## TAREAS PENDIENTES
(A) Por favor, reproduce literalmente el pasaje del texto sobre el populismo que comienza en "La principal arma" y termina en "todos los males.".
(B) Responde con el texto sobre el populismo:
(i) ¿A qué escritor le hizo su confesión el general que dio nombre al peronismo?
(ii) ¿En qué seis palabras se reduce la solución ante la Dana?
(iii) ¿En qué encuentran los profetas y los ayatolás la solución a todos los males?
(C) Continúa el texto sobre el populismo a partir de su última frase.

## FRAGMENTO
○ ○ ○
La principal arma de destrucción masiva del populismo frente a la inteligencia es la propuesta de soluciones fáciles para solventar problemas complejos. Se hunde el mundo y la solución es “rezar un avemaría”; se desploma la economía mundial y el remedio es “tomar el cielo por asalto”; la Dana lleva la muerte y el dolor a centenares de miles de personas y la solución la reducimos en seis palabras: “Solo el pueblo salva al pueblo”. Mentiras. Los profetas y los ayatolás siempre encuentran en la magia de la consigna investida de palabras la solución a todos los males.
El peronismo lo vio claro en sus inicios y así se lo confesó a Gore Vidal el general que dio nombre a este movimiento. “Si te encuentras con una manifestación de protesta, no te preocupes -le dijo Juan Domingo al escritor americano-, lo único que tienes que hacer es ponerte al frente. En su indignación, los manifestantes solo expresan su ira, pero no saben dónde van. S tú te sitúas en la cabeza de la manifestación, la marcha acabará donde tú quieras llevarla”.
○ ○ ○
## MATERIAL EXTRAÍDO
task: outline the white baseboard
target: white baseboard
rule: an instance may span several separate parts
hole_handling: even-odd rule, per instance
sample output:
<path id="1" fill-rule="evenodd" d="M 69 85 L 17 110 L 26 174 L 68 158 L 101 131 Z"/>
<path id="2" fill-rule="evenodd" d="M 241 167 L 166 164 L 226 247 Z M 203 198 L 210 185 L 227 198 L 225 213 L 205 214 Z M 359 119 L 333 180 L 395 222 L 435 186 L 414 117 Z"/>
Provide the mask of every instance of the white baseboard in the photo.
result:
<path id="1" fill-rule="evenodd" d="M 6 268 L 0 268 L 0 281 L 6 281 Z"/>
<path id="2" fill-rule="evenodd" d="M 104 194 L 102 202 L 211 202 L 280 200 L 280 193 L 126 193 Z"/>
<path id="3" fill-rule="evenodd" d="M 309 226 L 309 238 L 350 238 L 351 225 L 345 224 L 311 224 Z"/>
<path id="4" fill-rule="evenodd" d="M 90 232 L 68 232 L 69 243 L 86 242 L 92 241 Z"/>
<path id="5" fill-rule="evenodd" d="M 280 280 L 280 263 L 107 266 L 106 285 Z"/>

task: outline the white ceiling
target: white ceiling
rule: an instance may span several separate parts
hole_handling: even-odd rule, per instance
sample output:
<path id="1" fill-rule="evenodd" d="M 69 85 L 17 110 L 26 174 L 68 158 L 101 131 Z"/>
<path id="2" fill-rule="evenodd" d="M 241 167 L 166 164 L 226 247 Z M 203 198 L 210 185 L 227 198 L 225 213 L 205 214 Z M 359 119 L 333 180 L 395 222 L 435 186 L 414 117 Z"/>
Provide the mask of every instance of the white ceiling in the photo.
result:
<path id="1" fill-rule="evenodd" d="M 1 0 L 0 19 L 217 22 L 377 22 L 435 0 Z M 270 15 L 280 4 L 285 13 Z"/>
○ ○ ○
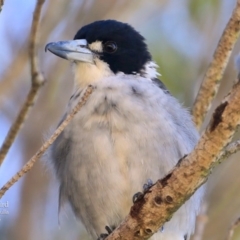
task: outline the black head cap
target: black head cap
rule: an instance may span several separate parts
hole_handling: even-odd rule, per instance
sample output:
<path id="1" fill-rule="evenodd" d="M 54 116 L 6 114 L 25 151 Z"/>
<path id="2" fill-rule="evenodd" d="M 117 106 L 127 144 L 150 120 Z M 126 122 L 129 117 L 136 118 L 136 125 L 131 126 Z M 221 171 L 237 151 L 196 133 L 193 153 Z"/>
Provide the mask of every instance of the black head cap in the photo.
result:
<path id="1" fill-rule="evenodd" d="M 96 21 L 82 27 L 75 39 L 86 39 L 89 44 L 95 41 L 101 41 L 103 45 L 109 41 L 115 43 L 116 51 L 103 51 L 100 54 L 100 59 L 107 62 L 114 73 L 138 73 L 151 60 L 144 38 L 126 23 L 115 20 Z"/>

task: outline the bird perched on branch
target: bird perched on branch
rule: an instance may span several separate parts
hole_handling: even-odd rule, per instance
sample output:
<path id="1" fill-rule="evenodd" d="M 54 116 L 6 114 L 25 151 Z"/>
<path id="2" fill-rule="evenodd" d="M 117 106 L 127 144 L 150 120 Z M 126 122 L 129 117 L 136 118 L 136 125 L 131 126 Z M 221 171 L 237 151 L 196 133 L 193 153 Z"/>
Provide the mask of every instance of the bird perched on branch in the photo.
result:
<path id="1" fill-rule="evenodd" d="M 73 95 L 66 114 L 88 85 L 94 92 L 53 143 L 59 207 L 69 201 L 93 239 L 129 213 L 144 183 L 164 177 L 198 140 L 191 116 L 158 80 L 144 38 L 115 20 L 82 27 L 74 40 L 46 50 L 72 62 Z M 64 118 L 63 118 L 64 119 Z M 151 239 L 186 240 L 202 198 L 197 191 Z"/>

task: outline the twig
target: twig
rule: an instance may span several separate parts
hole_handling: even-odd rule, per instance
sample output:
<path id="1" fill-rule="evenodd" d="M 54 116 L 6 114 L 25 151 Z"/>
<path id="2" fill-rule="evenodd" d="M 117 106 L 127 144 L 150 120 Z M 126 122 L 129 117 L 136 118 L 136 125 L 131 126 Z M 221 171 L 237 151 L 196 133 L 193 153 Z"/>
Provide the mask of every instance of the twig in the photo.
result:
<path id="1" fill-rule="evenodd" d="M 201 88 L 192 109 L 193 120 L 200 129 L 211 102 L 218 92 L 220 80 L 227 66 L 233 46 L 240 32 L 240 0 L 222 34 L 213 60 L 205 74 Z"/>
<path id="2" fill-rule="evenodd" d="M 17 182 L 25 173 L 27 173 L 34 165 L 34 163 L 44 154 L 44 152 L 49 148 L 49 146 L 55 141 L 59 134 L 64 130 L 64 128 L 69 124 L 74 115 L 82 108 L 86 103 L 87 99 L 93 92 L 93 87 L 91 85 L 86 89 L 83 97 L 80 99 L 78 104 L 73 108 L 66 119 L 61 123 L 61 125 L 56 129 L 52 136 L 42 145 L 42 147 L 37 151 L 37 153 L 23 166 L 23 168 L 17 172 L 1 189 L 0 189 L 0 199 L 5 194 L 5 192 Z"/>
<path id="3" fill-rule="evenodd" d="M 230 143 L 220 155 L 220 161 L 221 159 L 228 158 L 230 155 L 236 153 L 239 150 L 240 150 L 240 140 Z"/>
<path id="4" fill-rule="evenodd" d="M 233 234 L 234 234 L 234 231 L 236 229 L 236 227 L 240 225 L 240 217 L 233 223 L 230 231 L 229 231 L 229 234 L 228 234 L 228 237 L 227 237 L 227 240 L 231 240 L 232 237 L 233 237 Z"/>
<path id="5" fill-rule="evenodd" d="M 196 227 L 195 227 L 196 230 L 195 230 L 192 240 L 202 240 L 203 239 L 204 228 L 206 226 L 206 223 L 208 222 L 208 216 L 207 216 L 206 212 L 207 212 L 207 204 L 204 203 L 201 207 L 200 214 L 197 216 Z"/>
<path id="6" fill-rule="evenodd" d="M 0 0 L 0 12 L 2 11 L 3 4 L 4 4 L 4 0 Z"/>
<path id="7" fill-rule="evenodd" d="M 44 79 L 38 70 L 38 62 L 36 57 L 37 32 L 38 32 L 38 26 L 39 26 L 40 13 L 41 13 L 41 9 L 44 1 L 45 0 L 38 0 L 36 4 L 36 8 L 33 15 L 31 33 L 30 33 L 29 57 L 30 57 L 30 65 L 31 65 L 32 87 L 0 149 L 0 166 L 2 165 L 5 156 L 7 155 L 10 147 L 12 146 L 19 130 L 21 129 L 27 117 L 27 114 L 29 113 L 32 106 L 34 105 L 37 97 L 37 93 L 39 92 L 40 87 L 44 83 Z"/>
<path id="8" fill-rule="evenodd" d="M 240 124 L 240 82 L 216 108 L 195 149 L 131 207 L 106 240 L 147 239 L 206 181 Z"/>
○ ○ ○
## RESPUESTAS POR TAREA
(A)
La principal arma de destrucción masiva del populismo frente a la inteligencia es la propuesta de soluciones fáciles para solventar problemas complejos. Se hunde el mundo y la solución es “rezar un avemaría”; se desploma la economía mundial y el remedio es “tomar el cielo por asalto”; la Dana lleva la muerte y el dolor a centenares de miles de personas y la solución la reducimos en seis palabras: “Solo el pueblo salva al pueblo”. Mentiras. Los profetas y los ayatolás siempre encuentran en la magia de la consigna investida de palabras la solución a todos los males.

(B)
(i) A Gore Vidal.
(ii) "Solo el pueblo salva al pueblo".
(iii) En la magia de la consigna investida de palabras.

(C)
Ha pasado más de medio siglo de aquella cínica confesión y su acierto no solo ha permanecido, sino que se ha acrecentado. En una ecuación racionalmente desalentadora, el aumento de la estupidez es directamente proporcional a la disminución de la inteligencia.
En nuestro país ya comenzamos a percibir el éxito de las consignas simples con la irrupción de Podemos. Iglesias y Errejón estuvieron acertados en el diagnóstico denunciando las soluciones dadas por el gobierno a aquella crisis y que solo conseguían hacer a los ricos más ricos y a los pobres más pobres, pero cuando llegó la hora de la verdad, acabaron en el extravío. Llamar a tomar el cielo por asalto es una proclama mística acompañada por el canto de un coro de ángeles. Pero para gestionar un país, para hacer mejor el espacio público que compartimos, es imprescindible bajar al barro siempre incómodo de gestionar la realidad y navegar en la frustración de las contradicciones.
Más de una década después, la simplificadora eficacia de las consignas vacías ha vuelto a situarse en primera línea de combate. La antipolítica que propugna la extrema derecha ha coincidido en situar el “Solo el pueblo salva al pueblo” en el imaginario lleno de desesperanza de una parte de la ciudadanía.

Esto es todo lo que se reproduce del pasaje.